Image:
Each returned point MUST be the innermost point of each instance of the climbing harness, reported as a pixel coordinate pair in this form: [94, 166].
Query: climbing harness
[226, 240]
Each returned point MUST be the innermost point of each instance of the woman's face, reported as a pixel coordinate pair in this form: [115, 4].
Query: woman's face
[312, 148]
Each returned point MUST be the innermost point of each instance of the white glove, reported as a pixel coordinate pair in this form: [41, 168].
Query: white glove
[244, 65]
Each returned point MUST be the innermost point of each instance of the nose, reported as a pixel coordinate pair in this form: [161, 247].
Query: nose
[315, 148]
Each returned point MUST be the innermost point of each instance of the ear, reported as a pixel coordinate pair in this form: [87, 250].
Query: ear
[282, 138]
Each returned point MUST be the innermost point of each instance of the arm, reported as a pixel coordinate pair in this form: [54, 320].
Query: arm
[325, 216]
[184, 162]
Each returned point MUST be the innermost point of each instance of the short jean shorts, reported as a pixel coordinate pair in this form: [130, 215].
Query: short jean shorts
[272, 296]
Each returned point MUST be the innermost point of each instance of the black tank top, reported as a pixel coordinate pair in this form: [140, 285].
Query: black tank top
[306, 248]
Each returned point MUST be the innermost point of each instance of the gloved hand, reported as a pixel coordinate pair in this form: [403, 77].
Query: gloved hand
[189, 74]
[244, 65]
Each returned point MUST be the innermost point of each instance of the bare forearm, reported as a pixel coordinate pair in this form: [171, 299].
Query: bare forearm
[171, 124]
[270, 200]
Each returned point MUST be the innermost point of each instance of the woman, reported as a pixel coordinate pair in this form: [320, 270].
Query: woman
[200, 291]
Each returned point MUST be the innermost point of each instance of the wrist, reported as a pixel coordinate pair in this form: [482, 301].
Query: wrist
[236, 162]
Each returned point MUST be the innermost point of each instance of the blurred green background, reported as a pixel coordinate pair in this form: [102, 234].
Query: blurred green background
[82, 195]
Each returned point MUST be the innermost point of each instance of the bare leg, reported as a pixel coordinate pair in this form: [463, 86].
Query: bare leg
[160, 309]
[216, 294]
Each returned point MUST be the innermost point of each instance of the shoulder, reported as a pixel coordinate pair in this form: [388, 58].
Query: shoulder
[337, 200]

━━━━━━━━━━

## Your task
The full set of records above must be reproduced exactly in the reply.

## Output
Image:
Each returned point MUST be the innermost point of each instance of the climbing harness, reported as a pixel coordinate pair in this form: [94, 166].
Query: climbing harness
[226, 240]
Each returned point MUST be the innermost point of each instance of the woman's face, reported as a pixel coordinate pair in this form: [115, 4].
Query: woman's face
[312, 148]
Each returned point MUST be the innermost point of each instance of the white glove, reported as a pixel coordinate pair in this form: [41, 168].
Query: white glove
[244, 65]
Each returned point MUST be the innermost point of each instance of the nose, reported as a pixel coordinate pair in this form: [161, 247].
Query: nose
[315, 148]
Each returned point MUST be the innermost point of each instance of the ear, reported as a pixel coordinate pair in this form: [87, 250].
Query: ear
[282, 138]
Each returned point MUST be the innermost point of each instance of the arm, reported as a pixel coordinate pair in this form: [54, 320].
Query: arm
[325, 216]
[184, 162]
Each returned point MUST be the innermost point of each instance of the short jean shorts, reported as a pixel coordinate pair in this form: [130, 215].
Query: short jean shorts
[272, 296]
Each returned point MUST be the innermost point of each instance of the black tank top, reported as a pixel coordinate pair in this form: [140, 285].
Query: black tank top
[306, 248]
Each returned point MUST be the innermost point of each instance of the gloved hand, reported as a pixel coordinate pair in this form: [403, 77].
Query: gloved hand
[189, 74]
[244, 65]
Each returned point MUST be the innermost point of each instance of the bare forearm, reported as a pixel coordinate pair in this form: [171, 299].
Query: bare forearm
[171, 124]
[270, 200]
Each returned point MUST be the innermost point of each instance of the woman, reported as a pixel coordinate pair in this form: [320, 270].
Query: woman
[200, 291]
Each returned point MUST be the innermost point of each instance of the wrist, reported as a pixel coordinate pair in this form: [482, 301].
Query: wrist
[236, 162]
Each returned point MUST be the innermost point of each instance of the blurred green background, reported as a pixel coordinate pair in this form: [102, 234].
Query: blurred green background
[82, 195]
Each returned point MUST be the innermost point of each instance of the bare leg, reported as a pixel coordinate pair in this form: [463, 86].
Query: bare leg
[160, 309]
[216, 294]
Each returned point MUST be the innermost point of each instance of the shoulder, reported as a pixel coordinate pair in this form: [388, 58].
Query: shoulder
[337, 200]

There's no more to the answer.